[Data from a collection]
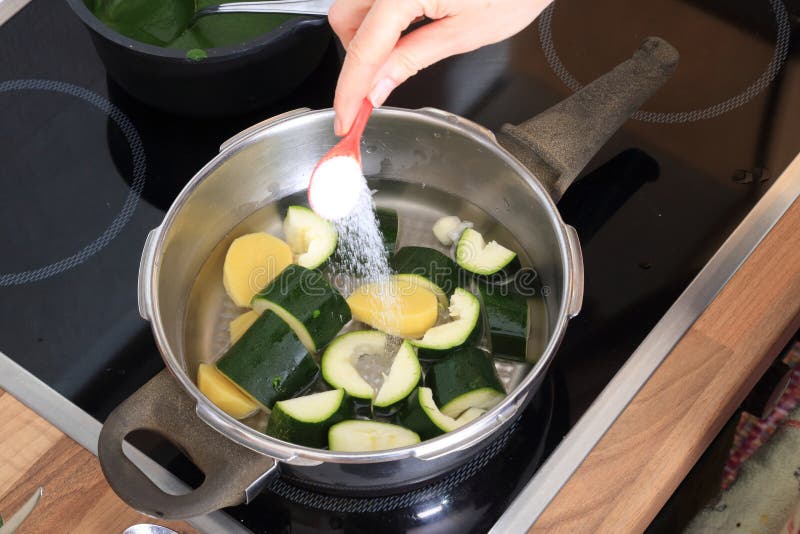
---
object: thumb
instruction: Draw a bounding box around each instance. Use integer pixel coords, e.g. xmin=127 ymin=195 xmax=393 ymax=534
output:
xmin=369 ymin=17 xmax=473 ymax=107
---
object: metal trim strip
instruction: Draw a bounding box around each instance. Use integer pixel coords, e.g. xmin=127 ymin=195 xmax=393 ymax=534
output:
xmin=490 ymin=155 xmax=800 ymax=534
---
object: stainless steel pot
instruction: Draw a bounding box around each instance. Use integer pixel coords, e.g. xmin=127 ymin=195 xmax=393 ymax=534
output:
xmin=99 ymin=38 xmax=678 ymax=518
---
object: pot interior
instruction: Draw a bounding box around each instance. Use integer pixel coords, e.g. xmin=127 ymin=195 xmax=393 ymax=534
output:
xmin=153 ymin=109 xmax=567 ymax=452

What you should do:
Copy out every line of the data above word for word, but leave out the pictures.

The response:
---
object: thumb
instruction: Draw a bounding box around each instance. Use integer pixel coords, e.g. xmin=127 ymin=195 xmax=393 ymax=534
output:
xmin=369 ymin=17 xmax=473 ymax=107
---
object: metal trim strip
instruction: Draw a bounding box around each instance. Use integer pixel coords, e.g. xmin=127 ymin=195 xmax=393 ymax=534
output:
xmin=490 ymin=155 xmax=800 ymax=534
---
object: stainless steel pot
instruction: Draw a bounding box around each instance. Use integer pixel coords, e.g. xmin=127 ymin=195 xmax=393 ymax=534
output:
xmin=99 ymin=38 xmax=678 ymax=518
---
object: pot interior
instruction: Draw a bounding box around each instance. Use integer pixel coords, e.g. xmin=127 ymin=195 xmax=393 ymax=534
output:
xmin=153 ymin=109 xmax=567 ymax=452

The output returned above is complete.